_PASSAGE PROVIDED:_
***
Unfortunately, I am way beyond what any online backup service can do for me, both in practical and cost terms ! For those who are in the realms of normality though (i.e. the 99% of PC users...), I can't recommend the idea of online backup service enough - having your data backed up somewhere that is beyond the reach of anything that can readily touch you (and your computer).

 

What I do though, and as others have recommended here, is to either back up your important data to a second drive in the same computer, or a network-shared drive on another computer - or ideally both. I also have an old 500GB drive in an external enclosure at home and a 2TB external drive in my storage locker.

 

I do burnable DVDs as a sort of unorganised on-a-whim-basis incremental backup, though as others have alluded to, I have found DVD-R and DVD+R media to be unreadable after time, though I've found out that the majority of those were due to being burned on a particular laptop with a burner that must have been slightly off-true in it's alignment. Having said that, I'd estimate though that about 5% of the media I've burned is just plain Unreadable now.
***
_RAW RECORDS:_
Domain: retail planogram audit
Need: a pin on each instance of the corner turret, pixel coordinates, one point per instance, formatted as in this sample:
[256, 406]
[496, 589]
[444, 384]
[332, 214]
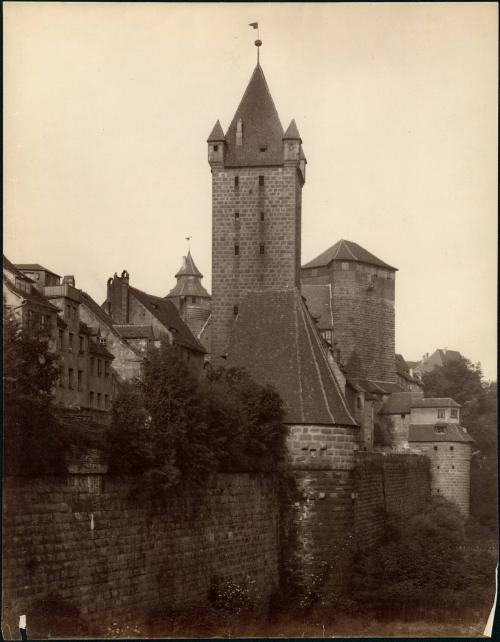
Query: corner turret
[216, 145]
***
_EXERCISE SET:_
1. From the backup post, copy the part that opens with the words containing "Unfortunately, I am" and closes with "my storage locker.".
2. Pick up the post on backing up data where it stops and continue it.
The listing has no connection to the backup post.

_WRITTEN RESPONSES:_
1.
Unfortunately, I am way beyond what any online backup service can do for me, both in practical and cost terms ! For those who are in the realms of normality though (i.e. the 99% of PC users...), I can't recommend the idea of online backup service enough - having your data backed up somewhere that is beyond the reach of anything that can readily touch you (and your computer).

 

What I do though, and as others have recommended here, is to either back up your important data to a second drive in the same computer, or a network-shared drive on another computer - or ideally both. I also have an old 500GB drive in an external enclosure at home and a 2TB external drive in my storage locker.

2.
 

Bottom line - your backups are a case of spending as much on the problem as you perceive your data is worth to you.... Funny thing though - most of us only discover how much our data is worth to us after we lose some....

 

Even with my precautions I still lost, irretrievably, a month's worth of digital pictures from my camera 2 years ago... <sigh> - back up tools and methods that you can Automate really do help !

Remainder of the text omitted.